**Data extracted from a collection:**
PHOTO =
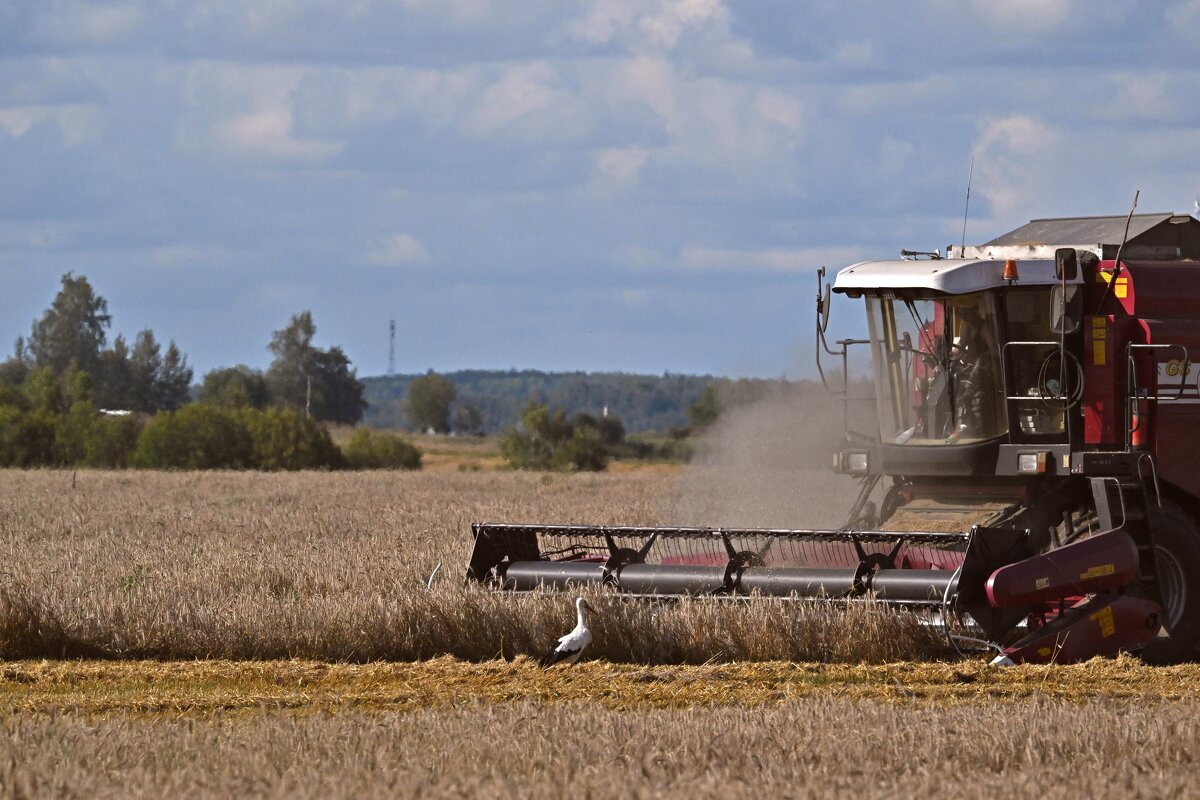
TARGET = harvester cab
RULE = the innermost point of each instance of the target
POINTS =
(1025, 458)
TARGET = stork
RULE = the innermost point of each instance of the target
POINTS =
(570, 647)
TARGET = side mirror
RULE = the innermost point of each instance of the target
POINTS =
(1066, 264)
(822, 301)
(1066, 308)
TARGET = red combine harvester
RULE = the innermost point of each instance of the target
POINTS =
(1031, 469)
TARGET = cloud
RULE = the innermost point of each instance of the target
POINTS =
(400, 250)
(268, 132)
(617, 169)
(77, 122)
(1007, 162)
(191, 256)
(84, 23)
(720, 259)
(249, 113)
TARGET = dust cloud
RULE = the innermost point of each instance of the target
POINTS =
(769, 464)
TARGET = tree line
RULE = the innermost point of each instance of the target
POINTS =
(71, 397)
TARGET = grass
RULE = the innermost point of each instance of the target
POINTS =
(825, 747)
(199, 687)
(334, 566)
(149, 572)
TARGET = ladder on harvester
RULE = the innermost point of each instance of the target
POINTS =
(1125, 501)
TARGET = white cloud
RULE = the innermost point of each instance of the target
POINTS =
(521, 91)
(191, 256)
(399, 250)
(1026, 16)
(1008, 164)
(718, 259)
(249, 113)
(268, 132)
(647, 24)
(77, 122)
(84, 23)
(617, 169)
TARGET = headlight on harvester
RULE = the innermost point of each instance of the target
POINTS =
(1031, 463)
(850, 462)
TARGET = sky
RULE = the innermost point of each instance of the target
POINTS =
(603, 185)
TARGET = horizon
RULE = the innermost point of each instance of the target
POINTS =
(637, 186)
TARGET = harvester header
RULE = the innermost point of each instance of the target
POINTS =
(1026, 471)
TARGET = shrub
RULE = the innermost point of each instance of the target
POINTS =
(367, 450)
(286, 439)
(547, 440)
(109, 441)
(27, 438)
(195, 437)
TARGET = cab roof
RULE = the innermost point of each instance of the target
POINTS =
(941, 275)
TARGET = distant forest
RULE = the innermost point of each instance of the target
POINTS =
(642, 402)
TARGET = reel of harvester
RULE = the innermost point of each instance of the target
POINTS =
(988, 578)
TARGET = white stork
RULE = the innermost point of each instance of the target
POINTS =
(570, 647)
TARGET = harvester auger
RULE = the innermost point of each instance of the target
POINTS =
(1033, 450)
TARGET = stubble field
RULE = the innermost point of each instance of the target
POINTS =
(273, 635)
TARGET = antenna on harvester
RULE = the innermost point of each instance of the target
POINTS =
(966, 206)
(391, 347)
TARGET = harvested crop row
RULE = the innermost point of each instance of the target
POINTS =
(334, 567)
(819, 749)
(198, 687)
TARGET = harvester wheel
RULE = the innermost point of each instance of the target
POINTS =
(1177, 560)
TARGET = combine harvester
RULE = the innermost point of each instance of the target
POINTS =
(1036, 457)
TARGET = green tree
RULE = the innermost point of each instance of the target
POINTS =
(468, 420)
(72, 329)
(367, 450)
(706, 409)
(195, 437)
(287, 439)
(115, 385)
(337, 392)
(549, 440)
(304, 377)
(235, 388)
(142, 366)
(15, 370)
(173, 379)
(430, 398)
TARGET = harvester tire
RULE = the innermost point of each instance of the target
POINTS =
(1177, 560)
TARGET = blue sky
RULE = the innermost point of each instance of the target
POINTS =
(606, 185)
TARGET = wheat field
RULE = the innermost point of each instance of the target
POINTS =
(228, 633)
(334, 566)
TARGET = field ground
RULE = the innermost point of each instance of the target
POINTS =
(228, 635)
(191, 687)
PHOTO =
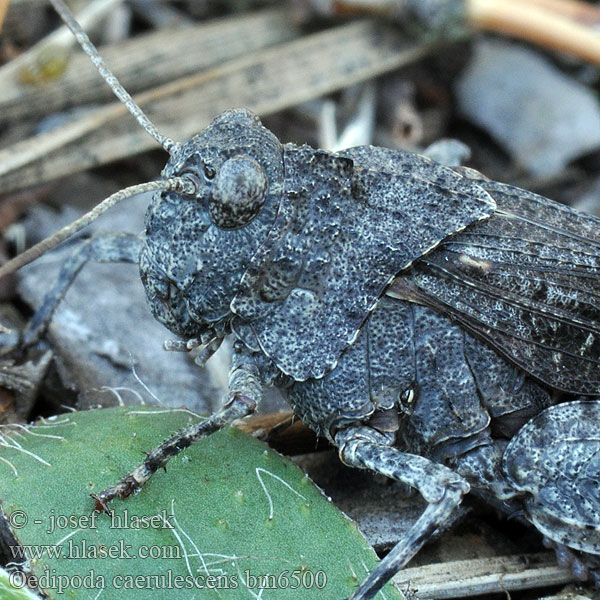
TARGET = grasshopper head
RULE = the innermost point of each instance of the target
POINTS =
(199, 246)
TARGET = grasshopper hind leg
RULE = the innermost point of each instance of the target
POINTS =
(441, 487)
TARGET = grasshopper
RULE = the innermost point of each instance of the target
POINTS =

**Exercise instructions:**
Retype every entry word for word, but do not carry over the pictures.

**Task result:**
PHOTO =
TARGET = harvester cab
RULE = the innermost point of each instance of the target
POINTS =
(1025, 458)
TARGET = stork
RULE = the innermost point of each instance of the target
POINTS =
(570, 647)
TARGET = side mirror
RULE = the innermost point of each instance of the target
POINTS =
(1066, 264)
(822, 301)
(1066, 308)
TARGET = red combine harvester
RULE = the innermost point of each instance of the target
POINTS =
(1031, 469)
TARGET = cloud
RULE = the innermost point of each instance of the target
POINTS =
(400, 250)
(268, 132)
(617, 169)
(77, 122)
(1007, 162)
(191, 256)
(84, 23)
(720, 259)
(249, 113)
TARGET = dust cloud
RULE = the innermost point of each instance of the target
POINTS =
(769, 464)
TARGET = tree line
RULE = the innermost point of each instance of the target
POINTS =
(71, 397)
TARGET = grass
RULE = the innermost point of each instance of the target
POINTS =
(825, 747)
(199, 687)
(334, 566)
(149, 572)
TARGET = ladder on harvester
RULE = the innermost point of each instance of the target
POINTS =
(1125, 501)
TARGET = white cloud
RULE = the innermost point of each instance of the target
POINTS =
(521, 91)
(191, 256)
(399, 250)
(1026, 16)
(1008, 164)
(718, 259)
(249, 113)
(268, 132)
(647, 24)
(77, 122)
(84, 23)
(617, 169)
TARGET = headlight on harvester
RULE = the innermost point of each instance of the target
POINTS =
(1031, 463)
(850, 462)
TARGET = sky
RULE = the innermost point of each instance of the target
POINTS =
(603, 185)
TARGET = horizon
RULE = the innermost point of each instance of the target
POINTS =
(637, 186)
TARGET = harvester header
RULE = the innermost point of each instance of the target
POINTS =
(1026, 471)
TARGET = shrub
RULE = the innermost point of each instance of the target
POINTS =
(367, 450)
(286, 439)
(547, 440)
(109, 441)
(27, 438)
(195, 437)
TARGET = cab roof
RULE = the innermost point of each instance of the target
POINTS =
(941, 275)
TARGET = distant forest
RULE = the innermost point of each instance of the target
POINTS =
(642, 402)
TARGET = reel of harvester
RULE = the innermost point of each instance of the target
POINTS =
(988, 578)
TARGET = white stork
RULE = the innermost point of each instance of the target
POINTS =
(570, 647)
TARGET = harvester auger
RULE = the innermost point of each instance of the target
POINTS =
(1033, 450)
TARGET = stubble field
RULE = the innermost point of each instance of the target
POINTS =
(273, 635)
TARGET = antenna on harvester
RULE = the innermost point of each instance of the target
POINTS =
(966, 206)
(391, 347)
TARGET = harvested crop row
RULE = the innermost point of each instance of the target
POINTS =
(334, 567)
(819, 749)
(198, 687)
TARGET = harvester wheel
RULE = the innermost point of each instance of the target
POINTS =
(1177, 560)
TARGET = combine harvester
RULE = the innermost point of each instance of the target
POINTS =
(1036, 457)
TARGET = green tree
RULE = the innermost point of each instance of the target
POINTS =
(468, 420)
(72, 329)
(367, 450)
(706, 409)
(195, 437)
(287, 439)
(115, 385)
(337, 392)
(549, 440)
(304, 377)
(235, 388)
(142, 366)
(15, 370)
(173, 379)
(430, 398)
TARGET = harvester tire
RULE = the innermost point of each instance of the target
POINTS =
(1177, 560)
TARGET = blue sky
RULE = the innermost point of each instance of the target
POINTS =
(606, 185)
TARGET = wheat field
RULE = the innermost point of each instance of the target
POINTS =
(228, 633)
(334, 566)
TARGET = field ground
RULE = the innermost point of each instance of the target
POINTS =
(228, 635)
(191, 687)
PHOTO =
TARGET = grasshopper head
RULE = the innermost point of each instance of the target
POINTS =
(199, 246)
TARGET = grasshopper hind leg
RULE = the innermost point of each instance of the target
POINTS =
(441, 487)
TARGET = grasshopper
RULE = the innermost point of each instance of the target
POINTS =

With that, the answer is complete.